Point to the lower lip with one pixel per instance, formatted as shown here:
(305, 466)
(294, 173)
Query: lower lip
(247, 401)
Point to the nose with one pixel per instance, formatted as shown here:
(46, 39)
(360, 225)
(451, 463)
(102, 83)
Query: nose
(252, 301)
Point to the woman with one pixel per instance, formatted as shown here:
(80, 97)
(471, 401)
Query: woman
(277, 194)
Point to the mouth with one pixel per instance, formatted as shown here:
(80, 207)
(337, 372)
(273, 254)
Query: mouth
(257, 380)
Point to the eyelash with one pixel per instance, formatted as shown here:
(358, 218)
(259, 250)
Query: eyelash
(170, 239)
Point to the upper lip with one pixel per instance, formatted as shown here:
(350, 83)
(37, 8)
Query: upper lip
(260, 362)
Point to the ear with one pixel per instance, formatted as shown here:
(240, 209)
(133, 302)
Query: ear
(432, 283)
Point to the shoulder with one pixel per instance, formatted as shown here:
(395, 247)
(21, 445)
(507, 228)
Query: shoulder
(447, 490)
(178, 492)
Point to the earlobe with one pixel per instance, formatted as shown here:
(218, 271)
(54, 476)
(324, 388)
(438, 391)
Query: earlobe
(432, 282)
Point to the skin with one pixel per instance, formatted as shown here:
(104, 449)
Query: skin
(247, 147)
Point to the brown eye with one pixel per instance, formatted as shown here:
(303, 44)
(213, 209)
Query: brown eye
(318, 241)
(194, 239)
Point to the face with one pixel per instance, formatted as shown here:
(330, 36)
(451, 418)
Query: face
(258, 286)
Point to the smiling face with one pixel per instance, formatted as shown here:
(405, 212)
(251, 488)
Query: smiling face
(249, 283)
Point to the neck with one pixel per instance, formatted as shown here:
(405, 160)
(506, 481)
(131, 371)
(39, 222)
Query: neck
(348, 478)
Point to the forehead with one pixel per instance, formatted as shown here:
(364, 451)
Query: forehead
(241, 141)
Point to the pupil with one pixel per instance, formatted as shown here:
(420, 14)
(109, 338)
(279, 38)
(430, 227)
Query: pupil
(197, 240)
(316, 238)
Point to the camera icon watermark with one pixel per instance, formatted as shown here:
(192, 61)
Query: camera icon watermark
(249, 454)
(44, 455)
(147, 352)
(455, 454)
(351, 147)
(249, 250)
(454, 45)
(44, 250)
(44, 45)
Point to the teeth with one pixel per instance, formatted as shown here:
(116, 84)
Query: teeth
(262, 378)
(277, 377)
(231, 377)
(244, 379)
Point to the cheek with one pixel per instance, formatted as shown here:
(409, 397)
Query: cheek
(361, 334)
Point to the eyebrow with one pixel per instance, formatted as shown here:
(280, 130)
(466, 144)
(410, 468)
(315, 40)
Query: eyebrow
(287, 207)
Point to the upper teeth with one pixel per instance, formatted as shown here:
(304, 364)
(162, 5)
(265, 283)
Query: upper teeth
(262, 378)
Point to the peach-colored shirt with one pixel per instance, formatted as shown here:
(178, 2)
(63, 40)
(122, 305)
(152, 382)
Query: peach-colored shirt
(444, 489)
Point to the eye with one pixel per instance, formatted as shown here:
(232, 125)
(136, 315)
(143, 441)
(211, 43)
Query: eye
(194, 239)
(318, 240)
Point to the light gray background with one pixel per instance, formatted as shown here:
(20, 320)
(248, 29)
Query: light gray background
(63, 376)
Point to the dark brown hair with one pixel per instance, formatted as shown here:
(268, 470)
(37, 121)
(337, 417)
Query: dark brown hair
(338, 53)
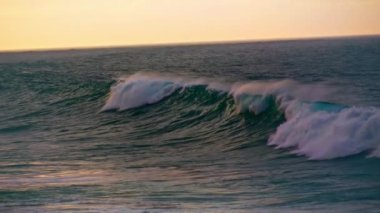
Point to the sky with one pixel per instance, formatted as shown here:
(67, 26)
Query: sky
(50, 24)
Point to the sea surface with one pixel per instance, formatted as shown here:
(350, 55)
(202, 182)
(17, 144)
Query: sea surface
(276, 126)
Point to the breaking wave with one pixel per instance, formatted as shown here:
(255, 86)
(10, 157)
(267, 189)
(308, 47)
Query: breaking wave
(314, 126)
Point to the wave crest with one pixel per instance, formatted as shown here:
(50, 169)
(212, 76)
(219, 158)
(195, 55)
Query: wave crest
(318, 130)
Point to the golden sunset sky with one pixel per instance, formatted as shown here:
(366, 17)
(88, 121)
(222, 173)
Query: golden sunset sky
(46, 24)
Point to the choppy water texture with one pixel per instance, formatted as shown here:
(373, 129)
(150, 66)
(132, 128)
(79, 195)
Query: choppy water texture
(287, 126)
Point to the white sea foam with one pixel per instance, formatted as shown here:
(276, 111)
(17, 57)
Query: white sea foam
(316, 134)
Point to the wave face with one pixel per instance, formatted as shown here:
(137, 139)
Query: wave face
(290, 126)
(318, 130)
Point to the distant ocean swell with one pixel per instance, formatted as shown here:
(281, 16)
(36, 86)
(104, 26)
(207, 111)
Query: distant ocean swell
(311, 126)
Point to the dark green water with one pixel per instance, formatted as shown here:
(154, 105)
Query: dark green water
(289, 126)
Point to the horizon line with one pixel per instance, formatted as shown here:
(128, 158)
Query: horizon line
(195, 43)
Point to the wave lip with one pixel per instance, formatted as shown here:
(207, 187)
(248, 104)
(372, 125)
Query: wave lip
(313, 128)
(138, 90)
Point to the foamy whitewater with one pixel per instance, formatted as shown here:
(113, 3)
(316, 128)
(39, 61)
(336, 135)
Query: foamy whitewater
(314, 129)
(290, 126)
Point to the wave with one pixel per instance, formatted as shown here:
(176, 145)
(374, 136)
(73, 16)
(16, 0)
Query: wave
(313, 128)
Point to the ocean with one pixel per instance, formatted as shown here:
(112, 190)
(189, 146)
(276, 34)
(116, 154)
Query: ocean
(274, 126)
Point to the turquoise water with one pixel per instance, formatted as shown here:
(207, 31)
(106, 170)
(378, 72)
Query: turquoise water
(287, 126)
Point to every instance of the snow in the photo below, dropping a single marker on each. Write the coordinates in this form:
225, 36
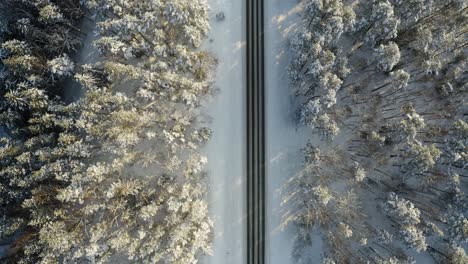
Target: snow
87, 54
225, 150
284, 137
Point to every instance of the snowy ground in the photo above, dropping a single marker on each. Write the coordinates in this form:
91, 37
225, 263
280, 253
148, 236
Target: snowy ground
87, 54
284, 138
225, 151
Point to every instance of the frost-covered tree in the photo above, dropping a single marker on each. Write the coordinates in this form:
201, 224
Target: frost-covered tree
381, 24
61, 66
387, 56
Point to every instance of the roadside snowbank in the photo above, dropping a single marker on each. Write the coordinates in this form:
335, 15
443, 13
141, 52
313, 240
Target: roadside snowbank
225, 150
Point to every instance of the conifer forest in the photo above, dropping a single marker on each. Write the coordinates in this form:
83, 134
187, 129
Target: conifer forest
123, 131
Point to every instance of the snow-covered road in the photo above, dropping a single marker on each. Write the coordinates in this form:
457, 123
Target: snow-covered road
225, 151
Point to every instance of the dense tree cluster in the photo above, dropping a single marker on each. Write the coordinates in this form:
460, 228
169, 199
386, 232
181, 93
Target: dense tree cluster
116, 175
386, 82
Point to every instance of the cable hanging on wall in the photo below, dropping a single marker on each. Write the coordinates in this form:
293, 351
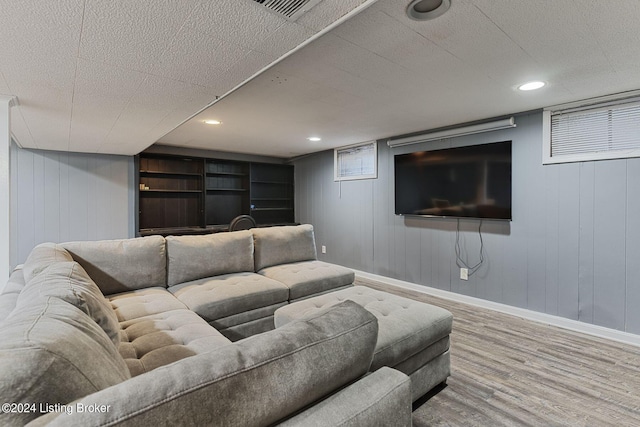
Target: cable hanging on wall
459, 261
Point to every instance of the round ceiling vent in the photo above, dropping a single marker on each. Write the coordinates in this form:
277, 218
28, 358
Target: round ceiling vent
423, 10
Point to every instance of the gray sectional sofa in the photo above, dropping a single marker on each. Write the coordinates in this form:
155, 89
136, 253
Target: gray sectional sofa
179, 331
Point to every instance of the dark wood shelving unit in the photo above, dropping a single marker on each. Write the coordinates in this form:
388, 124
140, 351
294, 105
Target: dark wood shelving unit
195, 195
170, 192
272, 193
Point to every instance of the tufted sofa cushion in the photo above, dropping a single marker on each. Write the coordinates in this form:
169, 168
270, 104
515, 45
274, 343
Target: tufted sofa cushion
43, 256
196, 257
309, 277
406, 327
52, 352
273, 374
143, 302
222, 296
159, 339
282, 245
69, 282
122, 265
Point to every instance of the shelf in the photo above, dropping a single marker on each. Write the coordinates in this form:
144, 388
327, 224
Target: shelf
226, 174
272, 182
170, 191
271, 209
215, 192
186, 174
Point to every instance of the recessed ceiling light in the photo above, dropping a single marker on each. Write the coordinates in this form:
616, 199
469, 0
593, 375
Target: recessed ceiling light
531, 85
423, 10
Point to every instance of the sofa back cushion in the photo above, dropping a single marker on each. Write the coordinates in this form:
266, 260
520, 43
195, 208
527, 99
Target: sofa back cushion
253, 382
52, 352
10, 293
43, 256
122, 265
196, 257
283, 245
69, 282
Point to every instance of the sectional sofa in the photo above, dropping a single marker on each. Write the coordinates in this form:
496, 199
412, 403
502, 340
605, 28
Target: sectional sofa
179, 331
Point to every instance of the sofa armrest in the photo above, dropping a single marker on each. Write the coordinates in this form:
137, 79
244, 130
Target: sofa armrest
382, 398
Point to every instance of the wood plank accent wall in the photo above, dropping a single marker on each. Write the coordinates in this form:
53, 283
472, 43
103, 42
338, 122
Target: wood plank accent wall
572, 249
59, 196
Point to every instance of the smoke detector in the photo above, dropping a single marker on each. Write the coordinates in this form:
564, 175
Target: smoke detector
290, 10
424, 10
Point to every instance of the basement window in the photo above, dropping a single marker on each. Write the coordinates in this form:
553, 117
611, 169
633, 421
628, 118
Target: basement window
606, 128
356, 162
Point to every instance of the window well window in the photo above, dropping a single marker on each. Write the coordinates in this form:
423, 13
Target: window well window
356, 162
605, 129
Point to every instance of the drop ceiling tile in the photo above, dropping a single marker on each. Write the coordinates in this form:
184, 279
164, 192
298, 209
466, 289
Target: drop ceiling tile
241, 23
616, 34
328, 11
284, 39
20, 130
251, 64
4, 87
131, 34
199, 60
32, 27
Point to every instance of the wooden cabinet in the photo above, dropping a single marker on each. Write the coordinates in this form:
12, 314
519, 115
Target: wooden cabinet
227, 191
193, 195
170, 192
272, 193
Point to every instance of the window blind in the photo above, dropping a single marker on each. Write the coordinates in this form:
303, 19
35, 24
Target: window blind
599, 131
356, 162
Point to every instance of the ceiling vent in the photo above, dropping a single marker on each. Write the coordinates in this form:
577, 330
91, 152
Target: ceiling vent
288, 9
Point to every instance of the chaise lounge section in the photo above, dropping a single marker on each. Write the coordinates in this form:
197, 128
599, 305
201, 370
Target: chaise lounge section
182, 329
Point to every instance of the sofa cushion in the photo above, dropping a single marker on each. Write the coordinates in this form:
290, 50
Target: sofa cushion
407, 327
309, 277
282, 245
195, 257
222, 296
254, 382
143, 302
12, 289
122, 265
43, 256
69, 282
52, 352
157, 340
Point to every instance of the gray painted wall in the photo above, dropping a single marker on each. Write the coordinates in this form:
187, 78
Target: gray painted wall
58, 197
572, 249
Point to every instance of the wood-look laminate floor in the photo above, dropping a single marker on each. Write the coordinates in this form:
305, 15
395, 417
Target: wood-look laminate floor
508, 371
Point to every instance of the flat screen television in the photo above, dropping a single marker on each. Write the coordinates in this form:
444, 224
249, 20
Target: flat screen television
463, 182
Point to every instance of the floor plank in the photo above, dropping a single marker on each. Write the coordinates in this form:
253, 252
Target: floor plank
509, 371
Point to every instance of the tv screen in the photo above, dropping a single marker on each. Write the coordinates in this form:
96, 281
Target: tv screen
465, 182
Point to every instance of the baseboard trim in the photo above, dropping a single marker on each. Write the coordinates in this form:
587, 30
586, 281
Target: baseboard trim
560, 322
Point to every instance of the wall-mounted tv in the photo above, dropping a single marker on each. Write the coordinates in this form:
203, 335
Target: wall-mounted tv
463, 182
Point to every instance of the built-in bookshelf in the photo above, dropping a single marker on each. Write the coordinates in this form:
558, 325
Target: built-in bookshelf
193, 195
272, 193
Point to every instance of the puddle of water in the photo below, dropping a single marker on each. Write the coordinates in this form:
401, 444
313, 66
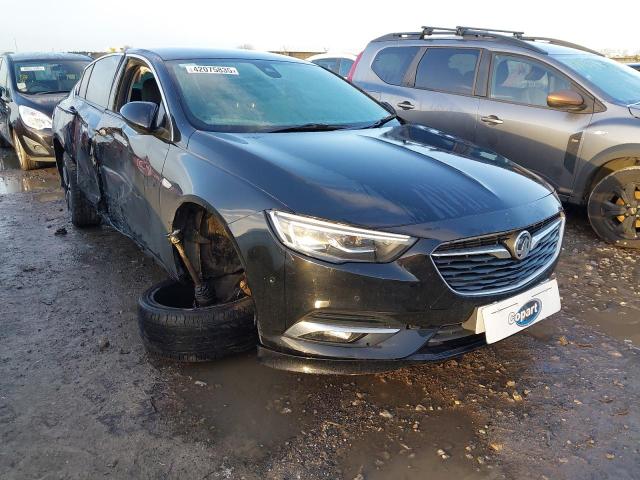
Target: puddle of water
249, 407
8, 159
382, 455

________

TASK PROMPT ▸
Given the data above, which lines hold the string "below"? Return them.

WRITTEN SOLUTION ▸
Point to every instance of the snow in the photo below, dropping a single marker on each. Write the coordinates in this form:
Point to every instance of the cable hanging on wall in the photo below, dropping a single marker on each. Write the coordinates in this form:
Point to every instance of the puddle of water in the photo below, dropping a single marker on each. Write the coordinates in this form:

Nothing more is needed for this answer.